Exercise passage
BEGIN

An Acting Teacher’s Guide to Letting Go of ‘Imperfections’
BY BILL COELIUS
When actors come into my class, they almost always bring with them a mental list of all the physical ailments or irregularities they believe will keep them from booking commercials: height, weight, birthmarks, teeth. I’m here to tell you that your body doesn’t matter; what you think about your body does.‘
I grew up in Michigan where, as a kid, my mom would serve a milk and soda mixture for our dinner drink. Can you imagine my pearly whites by the age of twelve? Then came the braces. But by then my thinking was solidified; do not smile. Your teeth are like a cow’s. Have you ever seen cow’s teeth? Probably about as often as mine. Every headshot I took featured a tight-lipped smile that broadcast the message, “please don’t look at my teeth.”
Right around the time I booked my 30th national commercial, I begin to realize how little it mattered. If my teeth were really so horrible, how could I have managed to book so much work? Maybe they weren’t so terrible after all.
The truth? My teeth aren’t so terrible. I’m not so terrible. Actually, my smile is kind of nice. If only I had believed this about myself my whole life and not relied on an outside source of a booking rate to convince me, maybe I might have had more fun in the process.

END

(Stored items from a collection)
BEGIN

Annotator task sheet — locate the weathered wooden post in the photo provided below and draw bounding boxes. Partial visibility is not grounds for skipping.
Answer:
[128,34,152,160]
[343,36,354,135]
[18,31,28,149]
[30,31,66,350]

END

To do
**A.** Answer these questions about the acting teacher's essay, matching your labels to the ones given:
(i) In which state did the author grow up?
(ii) What did the author's mom serve as the dinner drink?
(iii) Around which booking did the author begin to realize how little his teeth mattered?
**B.** Can you extend the acting teacher's essay with a paragraph or two that picks up after its final sentence?

Answers to each task
**A.**
(i) Michigan
(ii) A milk and soda mixture
(iii) His 30th national commercial

**B.**
What’s the point of being in this business if we’re not having fun and constantly trying to hide from the camera? The camera sees all, so it is our job to celebrate it all. And if you can’t celebrate it, change it. Probably less expensive than reconstructive dental surgery, though, is to notice your thinking behind the perceived imperfection. Keep in mind that you’re not fooling anyone. If you smile tightly to keep your teeth from showing, people unconsciously pick up on that cover-up and begin to tense themselves. So, relax. Enjoy. Even if you have textbook perfect teeth, you have no control over how people judge them. There are commercials for every body type, height, weight and yes, teeth.
Try this: take note of how you feel about each part of your body. Positive or negative? Why? Where did you learn it from? Who did you learn it from? If it’s a negative thought, is it really true? Try thinking the opposite just for a moment. “My nose is beautiful.” Try it again. And again. And again.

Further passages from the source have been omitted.